Provided passage -

+ + + + +

We have a “consultant led/controlled” service as opposed to a “consultant delivered” service. This combined with a public/private healthcare service in which the government has provided and continues to provide huge direct and indirect financial support to the private sector. I have highlighted how this happens in the previous blog. In addition to this support it is worth noting that the profile of those who buy health insurance is more likely to be the better educated (often through a highly subsidised third level system) and the wealthier than the average EG; almost 60% of those in the top 25% of income earners are insured compared with just 18% in the law’s 25%.
Studies have shown that what influences people most to buy insurance is not the higher standard of accommodation with hotel style facilities, rather it is the assurance that they can “queue jump” to access treatment. As mentioned previously, access to treatment is primarily influenced by the strength of one’s wallet and not the severity or urgency of the ailment. Also let’s not forget that the most urgent requirement for all governments is the need to be re-elected and politicians are acutely aware that voting turnout is often higher among the better educated and wealthier sections of our society: those most likely to have private insurance. A Republic of Equals we are not !
Let’s fast forward to 2008 and onwards. It is well documented that consultants per population ratio in Ireland is well below that of other developed countries. The workhorses of the healthcare system in Ireland are the non-consultant hospital doctors (NCHD) often given work by consultants which frees up consultants to pursue their more lucrative private activity carried out in the same public hospital. 2008 is an important year; when a new consultants’ contract was agreed as a “precondition” to the government taking on more consultants. This contract positioned Irish Consultants as the highest paid in Europe and that did not take into account all their private fee income.Such is the strength ogf their trade union!
The contract requires them to work 37 hours a week in the public system, but where a consultant is treating both public and private patients in the same hospital the monitoring of time spent with public patients or with more lucrative private patients can become pretty blurred, and who is going to challange them?
What can be done to provide a better and more equitable healthcare service to all the citizens of Ireland? The 64 dollar question! The two tier syatem has become so entrenched that it will be difficult to change. Successive Governments have dithered and avoided decisive action to such an extent that the inaction evolved into Government Policy. There is some hope on the horizon with the advent of purely private hospitals. ( As an aside, isn’t it interesting that some of these new hospitals/businesses are now advertising for customers! Why does a bussiness spend money advertising? Easy, More customers == More profits, simple) There has been some talk of the spare capacity in these private hospitals being used to reduce the disgraceful waiting times in public hospitals. If a decision to do this was made it would be another example of huge amounts of taxpayer money going to subsidise the private hospital system. In the likely event that it will happen I believe the Government should negotiate “very special payment terms”. Longer term these private hospitals should charge the real economic price of their service to those who use it, and the amount of private work done in public hospitals steadily reduced. Consultants doing private patient work should treat private patients in private hospitals. Those consultants who wish to have a contract with the public system can do so but while in a public hospital not be distracted by their private patients in the same hospital.

+ + + + +

Information given -
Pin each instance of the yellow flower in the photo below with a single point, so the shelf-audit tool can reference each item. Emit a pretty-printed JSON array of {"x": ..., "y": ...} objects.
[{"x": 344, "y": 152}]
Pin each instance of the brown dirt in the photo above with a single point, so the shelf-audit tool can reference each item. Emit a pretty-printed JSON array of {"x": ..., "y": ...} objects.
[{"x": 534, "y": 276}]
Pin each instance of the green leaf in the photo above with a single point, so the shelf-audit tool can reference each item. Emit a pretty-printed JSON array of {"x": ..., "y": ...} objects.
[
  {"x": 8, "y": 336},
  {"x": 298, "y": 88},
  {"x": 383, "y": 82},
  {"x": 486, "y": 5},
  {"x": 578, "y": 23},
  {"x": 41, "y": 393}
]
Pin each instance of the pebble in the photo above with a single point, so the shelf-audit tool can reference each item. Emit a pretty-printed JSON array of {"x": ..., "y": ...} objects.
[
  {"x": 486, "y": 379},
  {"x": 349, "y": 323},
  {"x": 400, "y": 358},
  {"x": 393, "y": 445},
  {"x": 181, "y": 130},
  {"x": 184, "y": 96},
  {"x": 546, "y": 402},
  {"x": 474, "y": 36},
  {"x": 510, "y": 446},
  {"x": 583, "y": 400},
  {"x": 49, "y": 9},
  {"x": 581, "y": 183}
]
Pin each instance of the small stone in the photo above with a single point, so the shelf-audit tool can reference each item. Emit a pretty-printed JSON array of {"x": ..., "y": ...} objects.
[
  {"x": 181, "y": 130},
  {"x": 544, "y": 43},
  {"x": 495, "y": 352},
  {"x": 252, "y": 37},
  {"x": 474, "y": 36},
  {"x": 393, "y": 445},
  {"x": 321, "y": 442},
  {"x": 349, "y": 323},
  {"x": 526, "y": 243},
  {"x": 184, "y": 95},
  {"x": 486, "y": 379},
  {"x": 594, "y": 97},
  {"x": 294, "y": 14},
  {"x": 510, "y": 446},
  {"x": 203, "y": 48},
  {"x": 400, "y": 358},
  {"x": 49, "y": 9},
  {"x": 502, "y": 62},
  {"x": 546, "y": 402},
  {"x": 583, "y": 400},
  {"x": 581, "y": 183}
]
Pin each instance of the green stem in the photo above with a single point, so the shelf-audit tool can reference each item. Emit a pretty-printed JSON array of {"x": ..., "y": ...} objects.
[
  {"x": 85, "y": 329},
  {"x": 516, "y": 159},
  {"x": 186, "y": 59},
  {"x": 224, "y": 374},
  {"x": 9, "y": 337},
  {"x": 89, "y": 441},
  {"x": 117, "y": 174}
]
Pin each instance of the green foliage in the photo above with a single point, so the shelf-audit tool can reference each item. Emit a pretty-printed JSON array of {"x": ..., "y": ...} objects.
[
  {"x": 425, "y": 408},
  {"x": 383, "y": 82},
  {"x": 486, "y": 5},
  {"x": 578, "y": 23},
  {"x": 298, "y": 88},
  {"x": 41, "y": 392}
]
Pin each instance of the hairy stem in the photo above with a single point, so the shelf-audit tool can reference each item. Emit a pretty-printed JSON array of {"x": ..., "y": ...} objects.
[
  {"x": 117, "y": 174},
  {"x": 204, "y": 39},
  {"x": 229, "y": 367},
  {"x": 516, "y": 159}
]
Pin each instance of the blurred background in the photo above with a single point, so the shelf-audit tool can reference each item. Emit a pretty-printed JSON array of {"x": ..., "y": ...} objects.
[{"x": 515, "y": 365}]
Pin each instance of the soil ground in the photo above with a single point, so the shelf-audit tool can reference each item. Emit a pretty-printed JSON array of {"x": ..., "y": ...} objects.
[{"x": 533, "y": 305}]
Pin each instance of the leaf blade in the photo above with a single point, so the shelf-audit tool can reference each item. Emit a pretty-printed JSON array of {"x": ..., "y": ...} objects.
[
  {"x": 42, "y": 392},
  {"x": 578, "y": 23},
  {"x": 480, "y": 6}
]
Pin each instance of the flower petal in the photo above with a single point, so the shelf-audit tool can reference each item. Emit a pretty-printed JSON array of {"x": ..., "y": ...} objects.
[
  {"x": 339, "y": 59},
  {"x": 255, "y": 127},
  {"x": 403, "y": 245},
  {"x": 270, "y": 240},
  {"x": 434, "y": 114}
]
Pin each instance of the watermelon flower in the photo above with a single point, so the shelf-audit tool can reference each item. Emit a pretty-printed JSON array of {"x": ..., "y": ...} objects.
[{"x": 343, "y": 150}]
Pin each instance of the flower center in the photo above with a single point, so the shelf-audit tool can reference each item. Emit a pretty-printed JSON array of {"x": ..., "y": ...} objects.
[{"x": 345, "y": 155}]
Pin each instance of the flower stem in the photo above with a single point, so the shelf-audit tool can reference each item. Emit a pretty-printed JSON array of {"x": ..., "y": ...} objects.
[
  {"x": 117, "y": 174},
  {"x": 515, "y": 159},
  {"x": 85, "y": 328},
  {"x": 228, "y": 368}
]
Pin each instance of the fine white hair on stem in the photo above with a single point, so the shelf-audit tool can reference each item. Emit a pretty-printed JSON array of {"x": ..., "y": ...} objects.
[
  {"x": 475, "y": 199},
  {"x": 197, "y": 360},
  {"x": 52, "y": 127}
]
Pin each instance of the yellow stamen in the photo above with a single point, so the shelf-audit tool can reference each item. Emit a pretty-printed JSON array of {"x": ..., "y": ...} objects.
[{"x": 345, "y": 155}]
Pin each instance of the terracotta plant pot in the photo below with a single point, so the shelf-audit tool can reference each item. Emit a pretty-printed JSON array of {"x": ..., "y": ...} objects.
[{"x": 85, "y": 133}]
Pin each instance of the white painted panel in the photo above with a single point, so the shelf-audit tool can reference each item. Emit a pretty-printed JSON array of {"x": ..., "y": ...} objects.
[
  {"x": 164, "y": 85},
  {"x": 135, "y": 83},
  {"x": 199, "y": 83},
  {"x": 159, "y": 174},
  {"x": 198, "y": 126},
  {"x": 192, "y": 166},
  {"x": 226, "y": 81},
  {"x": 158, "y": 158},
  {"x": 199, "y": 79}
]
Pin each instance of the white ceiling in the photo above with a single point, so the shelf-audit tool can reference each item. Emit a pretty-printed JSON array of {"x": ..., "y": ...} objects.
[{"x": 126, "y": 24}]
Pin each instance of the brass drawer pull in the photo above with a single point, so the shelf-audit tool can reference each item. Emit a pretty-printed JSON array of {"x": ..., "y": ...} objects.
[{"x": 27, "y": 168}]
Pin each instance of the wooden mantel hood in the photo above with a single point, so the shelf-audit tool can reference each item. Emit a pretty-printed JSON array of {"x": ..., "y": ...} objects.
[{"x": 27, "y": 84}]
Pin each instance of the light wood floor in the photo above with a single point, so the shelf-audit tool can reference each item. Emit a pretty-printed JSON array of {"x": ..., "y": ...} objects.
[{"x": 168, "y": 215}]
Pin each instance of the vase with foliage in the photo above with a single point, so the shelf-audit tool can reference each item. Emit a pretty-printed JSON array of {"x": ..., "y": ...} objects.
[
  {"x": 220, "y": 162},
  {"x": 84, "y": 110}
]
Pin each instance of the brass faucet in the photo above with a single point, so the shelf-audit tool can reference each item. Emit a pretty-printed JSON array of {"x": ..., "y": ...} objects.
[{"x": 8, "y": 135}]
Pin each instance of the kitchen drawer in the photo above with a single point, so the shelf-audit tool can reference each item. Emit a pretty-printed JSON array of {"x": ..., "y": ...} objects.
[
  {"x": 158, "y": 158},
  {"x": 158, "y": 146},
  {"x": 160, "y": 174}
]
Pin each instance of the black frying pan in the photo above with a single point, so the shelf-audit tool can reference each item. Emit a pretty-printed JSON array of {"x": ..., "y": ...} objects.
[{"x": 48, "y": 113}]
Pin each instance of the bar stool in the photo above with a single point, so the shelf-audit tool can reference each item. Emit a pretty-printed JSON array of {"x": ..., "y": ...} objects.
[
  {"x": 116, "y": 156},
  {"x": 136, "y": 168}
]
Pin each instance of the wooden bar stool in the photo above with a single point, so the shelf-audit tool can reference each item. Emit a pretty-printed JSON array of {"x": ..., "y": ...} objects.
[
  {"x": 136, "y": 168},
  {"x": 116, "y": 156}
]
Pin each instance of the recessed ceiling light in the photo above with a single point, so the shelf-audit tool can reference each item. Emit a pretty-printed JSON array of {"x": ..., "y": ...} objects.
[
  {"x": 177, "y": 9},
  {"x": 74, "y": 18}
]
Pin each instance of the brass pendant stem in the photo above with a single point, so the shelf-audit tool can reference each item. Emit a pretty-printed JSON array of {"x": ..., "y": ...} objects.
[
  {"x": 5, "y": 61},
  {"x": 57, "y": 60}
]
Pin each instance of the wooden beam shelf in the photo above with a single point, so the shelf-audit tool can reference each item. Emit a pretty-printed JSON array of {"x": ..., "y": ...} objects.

+ + + + +

Exercise requirements - From the final paragraph of the Irish healthcare post above, list every measure the writer says should be taken.

Result of the exercise -
- The Government should negotiate "very special payment terms" if spare capacity in private hospitals is used to reduce public waiting times.
- Private hospitals should charge those who use them the real economic price of their service.
- The amount of private work done in public hospitals should be steadily reduced.
- Consultants doing private patient work should treat private patients in private hospitals.
- Consultants with a contract in the public system should not be distracted by their private patients while in a public hospital.